# [Short problem 1]
In the article on international business issues, what fourth aspect of audience analysis becomes indispensable?

Remember Caitlin, from our article Cross-cultural Training for Business Purposes? She was faced with one of the most obvious international business issues, giving a presentation to an international audience, and she didn’t do very well. In the following article, we will try to find out why.
International Business Issues: International Audiences
If Caitlin had had more experience with international business issues, what might she have done differently? As a seasoned presenter, she had asked herself the right questions when preparing her presentation.
- Why am I giving this presentation? What do I want to achieve?
- Where will I be delivering it? What are the facilities like? What technologies are available?
- When is the presentation scheduled for? How long should it take?
- What should I include? How should the content be structured?
- Who is my audience?
However, in the light of international business issues, Caitlin had failed to properly answer the last question. Always analyze your audience according to the following three factors:
- Level of skill and expertise
- Function and position within their company
- Respective goals and expectations
An awareness of international business issues should tell you that a fourth aspect becomes indispensible:
- Language and culture
You ought to keep the following advice in mind when preparing a business presentation for an audience that confronts you with international business issues, such as different national backgrounds, cultural mindsets, and varying linguistic skills.
International Business Issues: Language
Language is a common international business issue. Always speak slowly and clearly. The language of your presentation may not be the listeners’ mother tongue, or you may be talking in a foreign language yourself. A slow tempo and a careful pronunciation help avoid misunderstandings.

# [Short problem 2]
Take the entries from the first line through the line containing "point(516, 107)" and write them out again with "Returns" swapped for "Output", changing nothing else.

# [Information supplied]
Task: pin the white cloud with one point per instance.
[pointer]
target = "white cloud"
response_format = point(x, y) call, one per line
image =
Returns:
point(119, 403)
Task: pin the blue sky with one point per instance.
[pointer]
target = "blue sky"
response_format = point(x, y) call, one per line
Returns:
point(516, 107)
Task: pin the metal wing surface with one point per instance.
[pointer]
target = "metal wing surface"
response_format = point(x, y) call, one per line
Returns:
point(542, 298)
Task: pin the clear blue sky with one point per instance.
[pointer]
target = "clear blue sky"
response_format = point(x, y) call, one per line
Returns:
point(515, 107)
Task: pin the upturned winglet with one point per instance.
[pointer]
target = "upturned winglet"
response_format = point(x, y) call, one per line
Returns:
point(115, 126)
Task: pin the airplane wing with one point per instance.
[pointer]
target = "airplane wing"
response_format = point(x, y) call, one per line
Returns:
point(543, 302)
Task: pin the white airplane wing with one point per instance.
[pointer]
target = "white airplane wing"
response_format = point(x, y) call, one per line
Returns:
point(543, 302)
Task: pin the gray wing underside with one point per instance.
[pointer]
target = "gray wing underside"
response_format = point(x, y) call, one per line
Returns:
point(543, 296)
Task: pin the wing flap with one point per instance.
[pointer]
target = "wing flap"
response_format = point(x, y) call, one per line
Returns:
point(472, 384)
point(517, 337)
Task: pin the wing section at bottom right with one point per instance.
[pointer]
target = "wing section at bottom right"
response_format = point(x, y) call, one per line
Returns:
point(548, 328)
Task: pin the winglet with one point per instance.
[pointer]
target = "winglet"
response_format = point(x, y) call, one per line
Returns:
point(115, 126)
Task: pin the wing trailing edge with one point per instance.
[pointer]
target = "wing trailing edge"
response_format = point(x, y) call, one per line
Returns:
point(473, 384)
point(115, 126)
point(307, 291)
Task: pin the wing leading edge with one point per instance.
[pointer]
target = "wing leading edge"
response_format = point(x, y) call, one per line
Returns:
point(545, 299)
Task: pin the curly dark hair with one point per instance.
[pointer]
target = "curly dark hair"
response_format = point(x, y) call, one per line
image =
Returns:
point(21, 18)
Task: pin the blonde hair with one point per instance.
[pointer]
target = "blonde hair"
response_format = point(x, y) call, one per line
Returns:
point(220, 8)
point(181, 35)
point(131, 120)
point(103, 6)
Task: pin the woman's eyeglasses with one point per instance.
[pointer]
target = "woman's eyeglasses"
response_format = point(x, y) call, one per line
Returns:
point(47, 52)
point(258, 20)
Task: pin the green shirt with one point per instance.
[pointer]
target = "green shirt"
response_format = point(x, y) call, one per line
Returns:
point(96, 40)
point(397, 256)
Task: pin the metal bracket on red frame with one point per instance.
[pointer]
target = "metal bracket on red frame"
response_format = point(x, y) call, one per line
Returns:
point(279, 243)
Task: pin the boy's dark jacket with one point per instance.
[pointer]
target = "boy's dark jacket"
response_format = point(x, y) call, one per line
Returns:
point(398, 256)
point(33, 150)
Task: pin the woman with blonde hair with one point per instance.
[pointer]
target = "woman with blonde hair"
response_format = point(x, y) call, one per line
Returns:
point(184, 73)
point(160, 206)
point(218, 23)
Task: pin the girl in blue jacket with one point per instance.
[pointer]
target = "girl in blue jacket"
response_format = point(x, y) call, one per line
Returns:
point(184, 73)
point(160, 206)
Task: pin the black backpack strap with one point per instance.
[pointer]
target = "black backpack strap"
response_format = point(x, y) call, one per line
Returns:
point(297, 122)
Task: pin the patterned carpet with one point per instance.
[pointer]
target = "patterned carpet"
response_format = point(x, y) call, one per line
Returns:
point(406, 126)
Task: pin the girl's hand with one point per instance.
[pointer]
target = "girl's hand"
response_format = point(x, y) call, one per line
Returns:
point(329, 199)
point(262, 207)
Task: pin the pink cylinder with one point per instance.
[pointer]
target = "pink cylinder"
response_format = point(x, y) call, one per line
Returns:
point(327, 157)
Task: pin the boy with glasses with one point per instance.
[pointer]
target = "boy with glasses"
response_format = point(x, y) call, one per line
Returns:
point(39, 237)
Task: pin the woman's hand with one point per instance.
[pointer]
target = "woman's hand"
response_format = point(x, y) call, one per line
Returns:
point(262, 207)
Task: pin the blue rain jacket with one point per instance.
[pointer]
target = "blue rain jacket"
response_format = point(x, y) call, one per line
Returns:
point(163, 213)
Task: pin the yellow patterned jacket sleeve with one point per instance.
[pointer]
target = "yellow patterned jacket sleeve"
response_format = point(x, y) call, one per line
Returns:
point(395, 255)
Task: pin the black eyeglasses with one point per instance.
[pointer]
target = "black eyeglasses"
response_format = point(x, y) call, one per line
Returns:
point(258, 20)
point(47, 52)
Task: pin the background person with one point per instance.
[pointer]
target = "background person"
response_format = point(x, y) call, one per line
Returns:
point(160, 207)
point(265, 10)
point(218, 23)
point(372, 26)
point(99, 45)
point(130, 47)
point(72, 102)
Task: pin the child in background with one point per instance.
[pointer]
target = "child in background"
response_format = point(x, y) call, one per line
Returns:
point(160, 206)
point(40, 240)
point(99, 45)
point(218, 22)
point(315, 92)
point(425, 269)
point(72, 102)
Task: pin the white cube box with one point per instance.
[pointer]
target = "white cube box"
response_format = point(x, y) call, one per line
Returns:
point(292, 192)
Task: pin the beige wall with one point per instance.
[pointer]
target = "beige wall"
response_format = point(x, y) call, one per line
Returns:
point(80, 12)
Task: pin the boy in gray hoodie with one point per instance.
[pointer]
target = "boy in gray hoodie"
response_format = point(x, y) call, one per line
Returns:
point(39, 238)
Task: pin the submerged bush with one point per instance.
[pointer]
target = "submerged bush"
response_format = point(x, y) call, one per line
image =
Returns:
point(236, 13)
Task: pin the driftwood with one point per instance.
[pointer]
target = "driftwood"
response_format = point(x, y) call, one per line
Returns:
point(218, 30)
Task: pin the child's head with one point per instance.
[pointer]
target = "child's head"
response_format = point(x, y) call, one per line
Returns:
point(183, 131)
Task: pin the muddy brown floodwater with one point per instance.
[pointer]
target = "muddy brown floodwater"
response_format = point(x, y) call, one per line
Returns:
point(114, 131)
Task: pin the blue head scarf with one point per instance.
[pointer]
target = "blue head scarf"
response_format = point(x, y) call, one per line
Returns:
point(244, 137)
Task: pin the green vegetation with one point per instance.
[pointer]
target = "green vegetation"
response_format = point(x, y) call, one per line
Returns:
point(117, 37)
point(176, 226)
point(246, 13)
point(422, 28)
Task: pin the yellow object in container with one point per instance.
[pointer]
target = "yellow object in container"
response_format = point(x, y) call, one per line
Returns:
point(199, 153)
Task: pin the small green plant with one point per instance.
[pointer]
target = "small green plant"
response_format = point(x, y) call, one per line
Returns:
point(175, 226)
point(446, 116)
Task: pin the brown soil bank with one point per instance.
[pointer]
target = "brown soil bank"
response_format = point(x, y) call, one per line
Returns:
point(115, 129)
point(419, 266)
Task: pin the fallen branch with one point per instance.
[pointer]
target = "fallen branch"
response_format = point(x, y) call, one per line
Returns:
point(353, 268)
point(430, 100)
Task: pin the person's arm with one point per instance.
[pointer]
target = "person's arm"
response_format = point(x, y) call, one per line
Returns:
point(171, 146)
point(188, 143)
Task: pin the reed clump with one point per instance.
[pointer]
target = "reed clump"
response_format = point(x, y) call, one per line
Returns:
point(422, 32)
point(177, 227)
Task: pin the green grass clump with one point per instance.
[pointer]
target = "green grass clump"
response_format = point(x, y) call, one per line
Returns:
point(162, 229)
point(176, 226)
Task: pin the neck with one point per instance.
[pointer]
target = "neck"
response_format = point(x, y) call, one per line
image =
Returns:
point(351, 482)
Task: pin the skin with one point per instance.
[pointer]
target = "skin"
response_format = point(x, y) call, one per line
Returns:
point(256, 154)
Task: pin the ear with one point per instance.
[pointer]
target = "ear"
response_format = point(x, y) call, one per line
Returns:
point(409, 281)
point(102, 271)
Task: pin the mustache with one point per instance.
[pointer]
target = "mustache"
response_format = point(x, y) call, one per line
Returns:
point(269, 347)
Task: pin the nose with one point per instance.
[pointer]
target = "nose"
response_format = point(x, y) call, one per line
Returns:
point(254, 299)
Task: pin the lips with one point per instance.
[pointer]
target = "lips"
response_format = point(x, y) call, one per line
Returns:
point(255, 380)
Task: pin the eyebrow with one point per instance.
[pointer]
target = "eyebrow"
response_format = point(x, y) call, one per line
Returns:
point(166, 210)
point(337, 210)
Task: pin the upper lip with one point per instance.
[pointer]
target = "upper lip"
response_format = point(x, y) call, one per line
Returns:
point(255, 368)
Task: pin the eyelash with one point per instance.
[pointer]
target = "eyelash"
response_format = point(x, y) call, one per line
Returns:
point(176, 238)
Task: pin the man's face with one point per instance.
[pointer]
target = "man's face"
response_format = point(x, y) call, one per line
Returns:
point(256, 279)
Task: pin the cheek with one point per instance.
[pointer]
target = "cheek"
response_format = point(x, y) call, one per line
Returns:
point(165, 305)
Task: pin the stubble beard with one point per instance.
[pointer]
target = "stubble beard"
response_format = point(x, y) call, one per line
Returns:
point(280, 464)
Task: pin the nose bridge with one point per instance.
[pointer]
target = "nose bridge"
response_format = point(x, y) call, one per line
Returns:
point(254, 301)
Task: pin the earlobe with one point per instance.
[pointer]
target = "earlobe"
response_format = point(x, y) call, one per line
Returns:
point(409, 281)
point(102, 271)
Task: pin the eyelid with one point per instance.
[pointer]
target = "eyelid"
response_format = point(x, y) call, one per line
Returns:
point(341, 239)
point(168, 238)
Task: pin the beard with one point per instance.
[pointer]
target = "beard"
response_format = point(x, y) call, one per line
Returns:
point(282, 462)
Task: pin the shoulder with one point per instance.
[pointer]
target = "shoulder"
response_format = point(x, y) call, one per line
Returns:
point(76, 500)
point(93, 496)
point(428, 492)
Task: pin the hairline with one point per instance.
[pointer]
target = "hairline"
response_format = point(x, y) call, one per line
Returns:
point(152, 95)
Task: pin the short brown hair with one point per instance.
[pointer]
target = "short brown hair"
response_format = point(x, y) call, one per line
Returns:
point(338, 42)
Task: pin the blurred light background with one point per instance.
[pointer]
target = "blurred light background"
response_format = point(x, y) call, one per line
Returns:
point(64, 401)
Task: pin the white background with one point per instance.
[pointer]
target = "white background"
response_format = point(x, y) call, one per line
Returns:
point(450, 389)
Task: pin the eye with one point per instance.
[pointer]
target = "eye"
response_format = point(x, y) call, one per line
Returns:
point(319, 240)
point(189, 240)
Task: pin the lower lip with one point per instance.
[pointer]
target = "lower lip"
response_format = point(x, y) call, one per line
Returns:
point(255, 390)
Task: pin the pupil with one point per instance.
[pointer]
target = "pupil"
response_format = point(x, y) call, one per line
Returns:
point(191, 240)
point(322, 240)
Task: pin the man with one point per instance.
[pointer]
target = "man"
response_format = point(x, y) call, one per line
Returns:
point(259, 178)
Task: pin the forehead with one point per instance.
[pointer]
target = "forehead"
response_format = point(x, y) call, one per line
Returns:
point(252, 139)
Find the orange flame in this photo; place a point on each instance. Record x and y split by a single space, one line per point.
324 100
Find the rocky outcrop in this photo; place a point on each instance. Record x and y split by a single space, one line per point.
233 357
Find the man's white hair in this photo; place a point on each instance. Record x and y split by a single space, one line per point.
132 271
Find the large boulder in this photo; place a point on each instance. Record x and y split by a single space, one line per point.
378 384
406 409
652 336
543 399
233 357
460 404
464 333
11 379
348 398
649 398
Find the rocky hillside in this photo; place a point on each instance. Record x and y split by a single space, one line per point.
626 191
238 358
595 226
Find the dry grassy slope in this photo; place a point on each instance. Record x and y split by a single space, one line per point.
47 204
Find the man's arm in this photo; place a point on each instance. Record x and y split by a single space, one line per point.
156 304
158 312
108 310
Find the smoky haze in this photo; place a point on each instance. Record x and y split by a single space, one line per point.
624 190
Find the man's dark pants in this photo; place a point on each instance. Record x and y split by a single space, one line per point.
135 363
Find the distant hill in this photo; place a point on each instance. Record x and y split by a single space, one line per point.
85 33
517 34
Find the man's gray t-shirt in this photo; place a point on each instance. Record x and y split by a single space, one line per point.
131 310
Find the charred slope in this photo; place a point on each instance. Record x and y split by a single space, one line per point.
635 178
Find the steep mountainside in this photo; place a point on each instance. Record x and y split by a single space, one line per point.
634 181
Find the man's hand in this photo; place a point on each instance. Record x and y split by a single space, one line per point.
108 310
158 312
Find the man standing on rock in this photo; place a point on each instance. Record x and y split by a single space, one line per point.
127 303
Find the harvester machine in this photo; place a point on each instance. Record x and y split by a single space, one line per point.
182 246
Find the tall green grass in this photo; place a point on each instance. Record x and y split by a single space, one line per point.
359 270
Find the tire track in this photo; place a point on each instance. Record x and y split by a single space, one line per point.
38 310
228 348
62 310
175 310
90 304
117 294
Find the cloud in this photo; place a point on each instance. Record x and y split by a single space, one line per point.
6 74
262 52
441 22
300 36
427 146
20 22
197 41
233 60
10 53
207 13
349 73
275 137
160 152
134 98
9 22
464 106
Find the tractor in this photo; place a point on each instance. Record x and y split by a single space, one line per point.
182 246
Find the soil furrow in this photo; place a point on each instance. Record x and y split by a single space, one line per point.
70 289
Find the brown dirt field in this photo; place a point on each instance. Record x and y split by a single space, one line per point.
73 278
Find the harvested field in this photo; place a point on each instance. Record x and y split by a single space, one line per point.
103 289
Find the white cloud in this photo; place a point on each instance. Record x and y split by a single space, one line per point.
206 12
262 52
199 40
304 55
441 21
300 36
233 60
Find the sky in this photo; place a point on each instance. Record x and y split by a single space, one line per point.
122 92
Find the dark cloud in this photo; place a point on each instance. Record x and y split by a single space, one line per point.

# [Answer 1]
Language and culture.

# [Answer 2]
Task: pin the white cloud with one point per instance.
[pointer]
target = "white cloud"
response_format = point(x, y) call, one per line
image =
Output:
point(119, 403)
Task: pin the blue sky with one point per instance.
[pointer]
target = "blue sky"
response_format = point(x, y) call, one per line
Output:
point(516, 107)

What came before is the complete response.